## Brief
Substitute "exercise" for "drill" throughout the records below, leaving everything else unchanged.

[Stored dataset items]

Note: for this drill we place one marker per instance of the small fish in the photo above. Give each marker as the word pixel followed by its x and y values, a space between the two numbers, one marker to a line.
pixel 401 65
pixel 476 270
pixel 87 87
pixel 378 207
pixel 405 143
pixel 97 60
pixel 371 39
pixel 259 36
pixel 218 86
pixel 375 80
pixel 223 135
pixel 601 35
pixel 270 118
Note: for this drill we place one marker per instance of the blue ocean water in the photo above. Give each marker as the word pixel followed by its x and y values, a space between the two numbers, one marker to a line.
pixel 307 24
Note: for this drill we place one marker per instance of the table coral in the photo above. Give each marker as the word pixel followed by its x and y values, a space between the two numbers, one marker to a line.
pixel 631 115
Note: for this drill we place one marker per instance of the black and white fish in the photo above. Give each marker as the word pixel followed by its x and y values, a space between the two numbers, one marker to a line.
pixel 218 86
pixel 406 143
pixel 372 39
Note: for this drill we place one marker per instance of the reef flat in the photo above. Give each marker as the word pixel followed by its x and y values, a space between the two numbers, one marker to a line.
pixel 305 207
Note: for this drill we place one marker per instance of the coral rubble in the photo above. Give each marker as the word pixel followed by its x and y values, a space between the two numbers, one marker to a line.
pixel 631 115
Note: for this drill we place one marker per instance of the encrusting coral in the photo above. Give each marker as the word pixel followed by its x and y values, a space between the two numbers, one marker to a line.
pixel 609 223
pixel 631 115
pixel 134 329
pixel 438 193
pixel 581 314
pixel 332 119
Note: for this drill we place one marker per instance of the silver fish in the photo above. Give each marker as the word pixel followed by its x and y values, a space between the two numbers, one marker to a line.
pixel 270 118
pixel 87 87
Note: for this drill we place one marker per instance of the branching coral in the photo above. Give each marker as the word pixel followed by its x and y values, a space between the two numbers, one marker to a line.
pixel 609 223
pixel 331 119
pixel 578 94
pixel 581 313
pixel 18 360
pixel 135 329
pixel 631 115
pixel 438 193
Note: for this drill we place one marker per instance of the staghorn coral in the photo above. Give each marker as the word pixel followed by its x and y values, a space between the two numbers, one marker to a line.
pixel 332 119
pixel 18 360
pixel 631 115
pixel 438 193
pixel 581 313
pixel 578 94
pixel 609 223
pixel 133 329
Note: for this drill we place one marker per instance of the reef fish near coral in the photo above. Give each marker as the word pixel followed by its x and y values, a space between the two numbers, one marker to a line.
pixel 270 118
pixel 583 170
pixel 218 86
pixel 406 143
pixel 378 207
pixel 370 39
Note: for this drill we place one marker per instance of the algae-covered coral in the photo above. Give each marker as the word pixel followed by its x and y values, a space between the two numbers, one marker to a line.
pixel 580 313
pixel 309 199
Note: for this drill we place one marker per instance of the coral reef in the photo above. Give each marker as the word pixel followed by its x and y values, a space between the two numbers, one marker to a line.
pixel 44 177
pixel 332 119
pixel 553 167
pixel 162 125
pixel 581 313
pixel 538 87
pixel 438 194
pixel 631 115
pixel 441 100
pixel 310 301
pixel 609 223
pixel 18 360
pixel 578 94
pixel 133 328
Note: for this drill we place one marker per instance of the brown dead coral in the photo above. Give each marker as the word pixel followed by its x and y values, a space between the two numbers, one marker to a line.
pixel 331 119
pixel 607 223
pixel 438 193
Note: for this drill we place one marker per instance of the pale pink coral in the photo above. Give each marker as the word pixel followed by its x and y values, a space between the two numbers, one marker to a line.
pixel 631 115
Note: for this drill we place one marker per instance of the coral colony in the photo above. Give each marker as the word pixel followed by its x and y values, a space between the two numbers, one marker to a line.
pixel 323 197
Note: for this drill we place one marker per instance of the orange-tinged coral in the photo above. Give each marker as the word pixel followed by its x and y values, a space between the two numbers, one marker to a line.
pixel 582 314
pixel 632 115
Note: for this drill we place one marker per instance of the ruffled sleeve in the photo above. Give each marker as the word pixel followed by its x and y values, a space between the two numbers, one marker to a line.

## Output of the task
Note: for this exercise we place one marker per instance of the small fish in the photo above. Give each marker as the word pixel followed by its x and y values, a space between the two numbers, one marker to a line.
pixel 401 65
pixel 476 270
pixel 87 87
pixel 378 207
pixel 405 143
pixel 97 60
pixel 371 39
pixel 259 36
pixel 218 86
pixel 375 80
pixel 223 135
pixel 601 35
pixel 270 118
Note: for this exercise we place one marker per instance of the blue ocean water in the photo above. Give each marker as the word pixel followed by its x and y values, a space between the two numbers, one marker to a line.
pixel 307 24
Note: for this exercise we place one marker per instance of the table coral in the photo above. Give each marker as the word pixel followed by its x and y values, a space between the two numbers, one marker to a line.
pixel 631 115
Note: for this exercise we place one marker per instance of the black and white fish in the photo above. Give each marker as the word pixel followed by its x and y values, a space between the two numbers, one marker to a line.
pixel 218 86
pixel 406 143
pixel 372 39
Note: for this exercise we place one marker per instance of the reef flat in the photo above. Give each marker as the word pixel followed by its x and y values, a space between the two numbers, one marker to a line.
pixel 305 207
Note: for this exercise we place one marker per instance of the coral rubble in the photo above. Give each marker as the word pixel followed by its x and y values, a space between the two numbers, one marker to a line.
pixel 631 115
Note: for this exercise we place one marker per instance of the encrusting coral in the photo above. Give each marker as the word pixel followed by its x and y values, a space between the two numbers, one marker to a line.
pixel 609 223
pixel 631 115
pixel 134 329
pixel 438 193
pixel 581 314
pixel 332 119
Note: for this exercise we place one marker per instance of the silver fish in the photo above. Give each marker as the word pixel followed by its x and y values, a space between the two numbers, one marker to a line.
pixel 270 118
pixel 87 87
Note: for this exercise we place one marker per instance of the branching coral in the photo above. Give each marker as the word pixel followed by its x and y values, a space between the two numbers, one marker to a line.
pixel 609 223
pixel 331 119
pixel 578 94
pixel 581 313
pixel 18 360
pixel 135 329
pixel 631 115
pixel 438 193
Note: for this exercise we place one marker per instance of the staghorn coral in the photo above. Give each marker as the word pixel followed by its x and y values, a space between the two numbers, one marker to a line.
pixel 332 119
pixel 18 360
pixel 631 115
pixel 438 193
pixel 581 313
pixel 578 94
pixel 609 223
pixel 133 329
Note: for this exercise we place one marker per instance of the reef fish near coral in the photo above. Give each marker as the word pixel followed by its x and y values, a space between the two numbers, one marker to a line.
pixel 270 118
pixel 583 170
pixel 218 86
pixel 406 143
pixel 378 207
pixel 370 39
Note: for this exercise we place one marker per instance of the algae-covered coral in the photo above. Give each marker as the word pixel followed by its x and y values, a space between the two numbers, one marker to a line.
pixel 580 313
pixel 309 199
Note: for this exercise we place one marker per instance of the coral reef in the photo above. Give each marker as the word pixel followed by its x and y values, a space between the two numbers, one marker to a line.
pixel 44 177
pixel 332 119
pixel 553 167
pixel 162 125
pixel 581 313
pixel 538 87
pixel 438 194
pixel 631 115
pixel 441 100
pixel 310 301
pixel 609 223
pixel 18 360
pixel 578 94
pixel 133 328
Note: for this exercise we place one marker per instance of the brown dead coral in the photo above. Give each marker as the word pixel followed by its x and y values, a space between the two numbers, one marker to a line.
pixel 331 119
pixel 607 223
pixel 438 193
Note: for this exercise we place one marker per instance of the pale pink coral in the photo above. Give each marker as the word pixel followed by its x and y values, a space between the two numbers, one marker to a line.
pixel 631 115
Note: for this exercise we place one marker per instance of the coral colony in the photo above. Give each marker as the word pixel followed by its x and y values, a space between the two numbers, one marker to a line.
pixel 323 197
Note: for this exercise we place one marker per instance of the orange-tinged coral in the photo above. Give each marker as the word pixel followed by its x and y values, a space between the two numbers, one marker to a line.
pixel 582 314
pixel 632 115
Note: for this exercise we place one marker per instance of the ruffled sleeve in the photo above. Give each marker as the word pixel followed by its x and y values, a space between the two numbers, one marker to a line.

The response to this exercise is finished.